REQUIRED TASKS:
- 1) Please say whether each statement agrees with the ExpressRoute text below: (a) lowering a circuit's bandwidth means deleting and recreating the circuit; (b) new circuits can use Azure Public Peering; (c) moving from ErGw3Az to ErGwScale requires downtime. Answer yes or no for each, quoting the deciding words from the ExpressRoute text.
- 2) Go on with the ExpressRoute text below, picking up after its final sentence.

DOCUMENT PASSAGE:
=-=-=
Bandwidth is duplex, so a 1 Gbps circuit provides 1 Gbps in each direction. Circuits can burst up to 2x bandwidth by spreading traffic across redundant links, though this is not guaranteed for sustained use. Bandwidth can be upgraded without downtime if the underlying port has capacity, but downgrades require deleting and recreating the circuit.
Circuit SKU types:
| SKU | Regional Access | Route Limit (Private Peering) | VNet Connections (1 Gbps) |
|---|---|---|---|
| Local | 1-2 nearby Azure regions only | 4,000 | 10 |
| Standard | All regions in same geopolitical area | 4,000 | 10 |
| Premium | All Azure regions globally | 10,000 | 50 |
Local SKU is the most cost-effective option when workloads are concentrated in regions near the peering location, because egress data transfer is included in the circuit fee.
Peering Types
Azure Private Peering connects to resources deployed in VNets like VMs, internal load balancers, and PaaS services with VNet integration. It uses private IP addresses and is considered a trusted extension of the on-premises network into Azure. This is the peering type used by most hybrid workloads.
Microsoft Peering connects to Microsoft 365 services and Azure PaaS services via their public endpoints. It uses public IP addresses registered in routing registries.
Azure Public Peering has been retired. New circuits only support Private and Microsoft peering.
ExpressRoute Gateway SKUs
An ExpressRoute gateway in the GatewaySubnet is required to connect a circuit to a VNet. The gateway SKU determines throughput and features.
| Gateway SKU | Throughput | Packets/Sec | Max Circuits | FastPath |
|---|---|---|---|---|
| Standard / ErGw1Az | 1 Gbps | 100K | 4 | No |
| High Perf / ErGw2Az | 2 Gbps | 200K | 8 | No |
| Ultra Perf / ErGw3Az | 10 Gbps | 1M | 16 | Yes |
| ErGwScale | 1-40 Gbps | 100K-200K/unit | 4-16 | Yes (10+ units) |
ErGwScale is the newest option, supporting autoscaling based on bandwidth or flow count. It scales from 1 to 40 units (1 Gbps per unit). Direct upgrades from ErGw1Az/ErGw2Az/ErGw3Az are supported without downtime.
A common mistake is pairing a high-bandwidth ExpressRoute circuit with a low-tier gateway. A 10 Gbps circuit connected through a Standard gateway (1 Gbps) creates a bottleneck at the gateway.
ExpressRoute Global Reach
Global Reach connects on-premises networks to each other through ExpressRoute circuits via Microsoft’s backbone. For example, a data center in California connected via an ExpressRoute circuit in Silicon Valley can communicate with a data center in Texas connected via ExpressRoute in Dallas, with traffic traversing Microsoft’s network instead of the public internet.
Throughput is capped by the smaller of the two circuits. Connecting circuits across geopolitical regions requires Premium SKU on both circuits. Global Reach is available in select countries and regions.
ExpressRoute Direct
ExpressRoute Direct provides dedicated 10 Gbps or 100 Gbps port pairs directly into Microsoft’s global network at strategic peering locations. Use cases include massive data ingestion, physical isolation for regulated industries, and organizations that need multiple ExpressRoute circuits from the same location (circuits are provisioned on the dedicated ports).
=-=-=
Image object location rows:
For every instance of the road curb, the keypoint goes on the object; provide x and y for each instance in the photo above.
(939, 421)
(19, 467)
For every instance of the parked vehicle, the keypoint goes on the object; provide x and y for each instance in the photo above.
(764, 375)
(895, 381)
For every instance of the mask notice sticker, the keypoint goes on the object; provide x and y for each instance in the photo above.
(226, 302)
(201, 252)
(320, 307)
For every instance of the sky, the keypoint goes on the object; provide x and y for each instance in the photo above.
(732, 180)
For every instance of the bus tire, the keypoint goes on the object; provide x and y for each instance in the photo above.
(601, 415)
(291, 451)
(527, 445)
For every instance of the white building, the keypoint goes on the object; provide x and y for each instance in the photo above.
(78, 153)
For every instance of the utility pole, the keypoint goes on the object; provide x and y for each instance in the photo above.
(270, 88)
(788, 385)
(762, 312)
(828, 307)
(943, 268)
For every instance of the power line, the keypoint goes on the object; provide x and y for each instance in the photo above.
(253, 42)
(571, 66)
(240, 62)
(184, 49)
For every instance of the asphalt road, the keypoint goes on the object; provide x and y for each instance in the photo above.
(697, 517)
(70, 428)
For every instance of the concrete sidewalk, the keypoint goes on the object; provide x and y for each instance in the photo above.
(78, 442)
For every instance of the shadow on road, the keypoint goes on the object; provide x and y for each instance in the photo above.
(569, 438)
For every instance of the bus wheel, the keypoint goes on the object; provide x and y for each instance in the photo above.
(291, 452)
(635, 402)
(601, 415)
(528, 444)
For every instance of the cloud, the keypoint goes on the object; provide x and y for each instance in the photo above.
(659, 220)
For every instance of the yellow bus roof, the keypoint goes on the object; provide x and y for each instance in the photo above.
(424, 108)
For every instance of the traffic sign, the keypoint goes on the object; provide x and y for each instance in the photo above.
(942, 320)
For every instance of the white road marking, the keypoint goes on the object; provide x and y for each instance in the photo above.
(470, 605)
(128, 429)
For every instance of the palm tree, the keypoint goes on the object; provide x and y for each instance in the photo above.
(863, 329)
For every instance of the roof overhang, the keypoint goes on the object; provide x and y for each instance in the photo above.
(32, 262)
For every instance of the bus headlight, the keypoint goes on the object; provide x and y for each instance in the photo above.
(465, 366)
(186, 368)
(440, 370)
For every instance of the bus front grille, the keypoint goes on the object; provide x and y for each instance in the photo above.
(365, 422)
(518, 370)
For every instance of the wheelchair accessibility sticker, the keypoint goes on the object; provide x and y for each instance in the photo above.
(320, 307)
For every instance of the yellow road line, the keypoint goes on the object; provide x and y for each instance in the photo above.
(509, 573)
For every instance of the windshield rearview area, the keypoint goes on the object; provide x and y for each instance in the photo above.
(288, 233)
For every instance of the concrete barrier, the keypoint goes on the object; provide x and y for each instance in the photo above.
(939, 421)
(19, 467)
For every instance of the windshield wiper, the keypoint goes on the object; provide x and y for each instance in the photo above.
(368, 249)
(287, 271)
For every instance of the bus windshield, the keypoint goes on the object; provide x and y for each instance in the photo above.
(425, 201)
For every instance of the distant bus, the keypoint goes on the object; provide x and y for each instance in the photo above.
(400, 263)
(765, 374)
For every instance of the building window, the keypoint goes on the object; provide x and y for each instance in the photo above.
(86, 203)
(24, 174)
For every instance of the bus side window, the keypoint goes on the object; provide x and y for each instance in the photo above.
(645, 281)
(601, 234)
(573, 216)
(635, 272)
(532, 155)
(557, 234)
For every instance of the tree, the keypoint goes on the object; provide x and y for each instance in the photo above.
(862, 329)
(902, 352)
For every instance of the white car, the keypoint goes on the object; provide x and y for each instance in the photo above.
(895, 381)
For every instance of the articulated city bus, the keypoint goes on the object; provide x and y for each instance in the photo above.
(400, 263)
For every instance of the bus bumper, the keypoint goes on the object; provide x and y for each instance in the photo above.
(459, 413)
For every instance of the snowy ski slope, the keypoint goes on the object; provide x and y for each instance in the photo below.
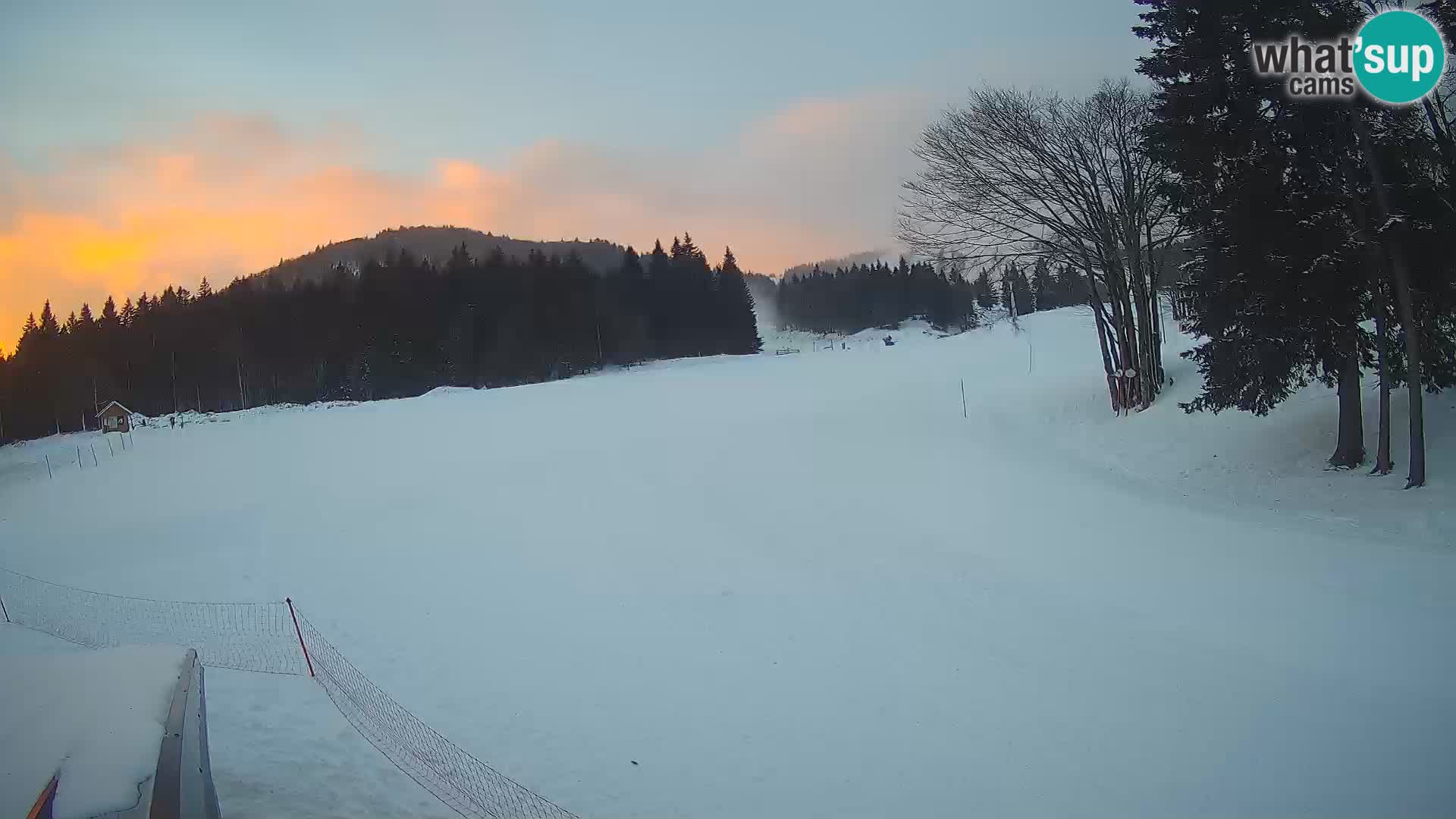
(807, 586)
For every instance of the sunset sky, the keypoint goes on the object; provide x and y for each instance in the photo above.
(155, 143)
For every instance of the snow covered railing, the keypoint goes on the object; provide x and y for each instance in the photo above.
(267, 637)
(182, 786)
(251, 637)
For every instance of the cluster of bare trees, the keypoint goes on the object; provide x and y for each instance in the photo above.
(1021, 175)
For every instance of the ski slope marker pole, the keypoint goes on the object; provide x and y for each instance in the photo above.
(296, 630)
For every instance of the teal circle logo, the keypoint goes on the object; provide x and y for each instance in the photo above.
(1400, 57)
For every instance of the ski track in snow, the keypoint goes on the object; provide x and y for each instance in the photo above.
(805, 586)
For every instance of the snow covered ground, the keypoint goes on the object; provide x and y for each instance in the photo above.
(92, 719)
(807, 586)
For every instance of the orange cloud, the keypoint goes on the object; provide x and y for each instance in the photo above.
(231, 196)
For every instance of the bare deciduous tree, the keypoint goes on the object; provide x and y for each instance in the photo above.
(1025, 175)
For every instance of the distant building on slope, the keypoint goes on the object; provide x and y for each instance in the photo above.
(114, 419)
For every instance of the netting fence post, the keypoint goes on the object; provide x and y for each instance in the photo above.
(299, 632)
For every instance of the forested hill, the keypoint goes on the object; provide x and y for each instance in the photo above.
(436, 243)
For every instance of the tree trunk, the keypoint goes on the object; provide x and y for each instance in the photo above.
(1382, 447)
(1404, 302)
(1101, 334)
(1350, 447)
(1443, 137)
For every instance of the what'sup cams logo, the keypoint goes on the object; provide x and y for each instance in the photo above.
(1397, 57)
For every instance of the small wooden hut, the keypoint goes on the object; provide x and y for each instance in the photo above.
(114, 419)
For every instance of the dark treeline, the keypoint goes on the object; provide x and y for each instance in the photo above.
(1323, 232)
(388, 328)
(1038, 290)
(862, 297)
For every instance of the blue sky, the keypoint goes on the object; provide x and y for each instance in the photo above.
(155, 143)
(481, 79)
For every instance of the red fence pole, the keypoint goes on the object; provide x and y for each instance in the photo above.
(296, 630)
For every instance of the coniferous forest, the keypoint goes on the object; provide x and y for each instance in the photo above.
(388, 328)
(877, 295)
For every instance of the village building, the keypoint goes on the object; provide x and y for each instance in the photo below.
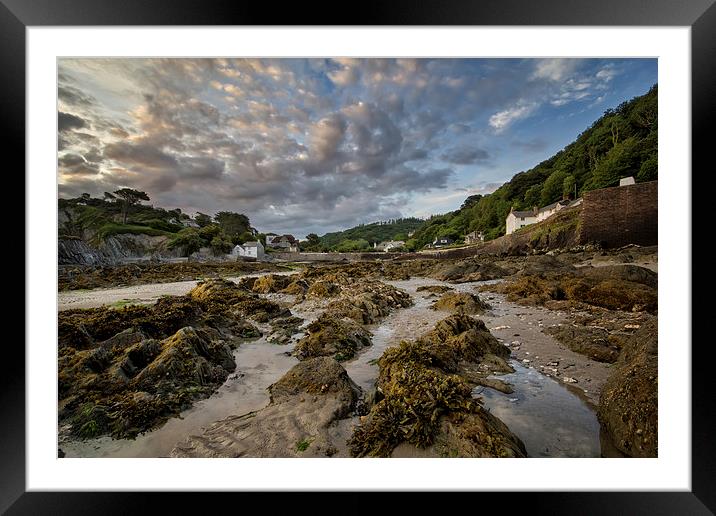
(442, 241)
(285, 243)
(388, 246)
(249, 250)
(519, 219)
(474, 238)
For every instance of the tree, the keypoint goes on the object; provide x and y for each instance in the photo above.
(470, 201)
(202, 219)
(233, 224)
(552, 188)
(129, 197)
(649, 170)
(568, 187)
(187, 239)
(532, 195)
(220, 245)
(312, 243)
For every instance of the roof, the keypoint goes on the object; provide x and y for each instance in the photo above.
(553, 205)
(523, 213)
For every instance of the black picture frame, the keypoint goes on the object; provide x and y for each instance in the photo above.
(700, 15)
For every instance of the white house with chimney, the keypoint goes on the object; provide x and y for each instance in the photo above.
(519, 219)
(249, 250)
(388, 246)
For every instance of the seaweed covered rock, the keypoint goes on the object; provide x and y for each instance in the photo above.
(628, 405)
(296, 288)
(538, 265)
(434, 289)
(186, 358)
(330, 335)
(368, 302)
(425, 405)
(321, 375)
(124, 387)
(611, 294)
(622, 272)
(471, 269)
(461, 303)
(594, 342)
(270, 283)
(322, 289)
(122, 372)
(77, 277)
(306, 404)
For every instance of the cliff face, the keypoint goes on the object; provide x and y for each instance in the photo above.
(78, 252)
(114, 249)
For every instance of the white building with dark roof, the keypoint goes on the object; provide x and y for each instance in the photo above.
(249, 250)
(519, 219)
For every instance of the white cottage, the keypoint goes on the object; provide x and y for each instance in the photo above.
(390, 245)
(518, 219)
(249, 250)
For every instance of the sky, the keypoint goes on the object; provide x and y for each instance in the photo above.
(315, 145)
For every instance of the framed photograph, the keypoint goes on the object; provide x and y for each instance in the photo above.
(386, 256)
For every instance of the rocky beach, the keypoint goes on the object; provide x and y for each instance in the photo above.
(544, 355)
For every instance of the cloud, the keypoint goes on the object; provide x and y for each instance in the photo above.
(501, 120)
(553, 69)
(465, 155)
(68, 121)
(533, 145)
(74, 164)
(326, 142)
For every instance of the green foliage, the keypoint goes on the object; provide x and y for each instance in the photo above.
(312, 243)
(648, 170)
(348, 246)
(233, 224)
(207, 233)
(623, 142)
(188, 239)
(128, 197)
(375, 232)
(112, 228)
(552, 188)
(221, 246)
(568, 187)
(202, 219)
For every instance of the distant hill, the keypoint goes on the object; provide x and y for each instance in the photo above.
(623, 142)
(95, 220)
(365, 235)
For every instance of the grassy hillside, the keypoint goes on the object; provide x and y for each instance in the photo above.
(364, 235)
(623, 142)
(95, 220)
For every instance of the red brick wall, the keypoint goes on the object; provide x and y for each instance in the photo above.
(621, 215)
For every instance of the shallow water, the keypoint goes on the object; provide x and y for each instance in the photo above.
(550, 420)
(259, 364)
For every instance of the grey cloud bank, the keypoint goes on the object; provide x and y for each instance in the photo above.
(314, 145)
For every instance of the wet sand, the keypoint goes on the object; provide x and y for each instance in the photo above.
=-=-=
RESULTS FOR EACH TASK:
- 1)
(a) Yes: "downgrades require deleting and recreating the circuit"
(b) No: "Azure Public Peering has been retired. New circuits only support Private and Microsoft peering."
(c) No: "Direct upgrades from ErGw1Az/ErGw2Az/ErGw3Az are supported without downtime."

- 2)
Direct also enables MACsec encryption at the physical layer between your edge routers and Microsoft’s edge routers, providing link-level encryption that standard ExpressRoute circuits do not offer.
ExpressRoute FastPath
FastPath bypasses the ExpressRoute gateway for data-plane traffic, sending packets directly between on-premises networks and VMs in the VNet. This reduces latency and improves throughput by removing the gateway from the data path.
FastPath requires UltraPerformance/ErGw3Az or ErGwScale (minimum 10 units). The gateway is still required for control-plane operations like route exchange. FastPath has IP address limits that vary by circuit type (25,000 for provider circuits, up to 200,000 for 100 Gbps Direct). When the limit is reached, new routes fall back to the gateway.
VPN Gateway vs ExpressRoute
| Dimension | VPN Gateway | ExpressRoute |
|---|---|---|
| Connection | Encrypted tunnels over public internet | Private dedicated connection via provider |
| Max bandwidth | 10 Gbps (VpnGw5) | 10 Gbps standard; 100 Gbps Direct |
| Latency | Variable (internet-dependent) | Predictable, low latency |
| Encryption | Built-in IPsec/IKE | No built-in encryption (private link); MACsec available on Direct |
| SLA | 99.95% (active-active) | 99.95% (single circuit); 99.99% (geo-redundant) |
| Setup time | Minutes to hours | Weeks to months (provider provisioning) |
| Cost | Lower (gateway hourly + egress) | Higher (circuit fee + gateway + egress) |
| BGP | Optional (except Basic) | Required |
| Microsoft 365 | Not supported | Yes (Microsoft Peering) |
| Best for | Dev/test, low-traffic hybrid, ER backup | Production workloads, data-heavy migration, latency-sensitive apps |
The two services are not mutually exclusive. The most common enterprise pattern uses ExpressRoute as the primary path with VPN Gateway as a failover, both deployed in the same GatewaySubnet.
Hybrid Connectivity Patterns
Pattern 1: ExpressRoute with S2S VPN Failover
The most common production pattern. ExpressRoute handles primary traffic while a S2S VPN connection provides disaster recovery. Both gateways coexist in the same GatewaySubnet. Azure natively prefers ExpressRoute over VPN when the same route is advertised through both.
Requirements:
- Route-based VPN gateway (policy-based does not support coexistence)
- GatewaySubnet of /27 or larger
- Active-active VPN gateway recommended for better failover throughput
- VPN failover applies to Private Peering only; Microsoft Peering has no VPN failover path
Pattern 2: Geo-Redundant ExpressRoute
Two ExpressRoute circuits in different peering locations connected to the same VNet for maximum resiliency. Provides the 99.99% SLA. Recommended for mission-critical production workloads where even a single peering location failure is unacceptable.
Pattern 3: Global Reach for Multi-Site Connectivity
Multiple on-premises sites each connected via their own ExpressRoute circuits, with Global Reach enabling site-to-site traffic through Microsoft’s backbone. This avoids hairpinning traffic through a central hub and provides better latency than routing through an on-premises core network.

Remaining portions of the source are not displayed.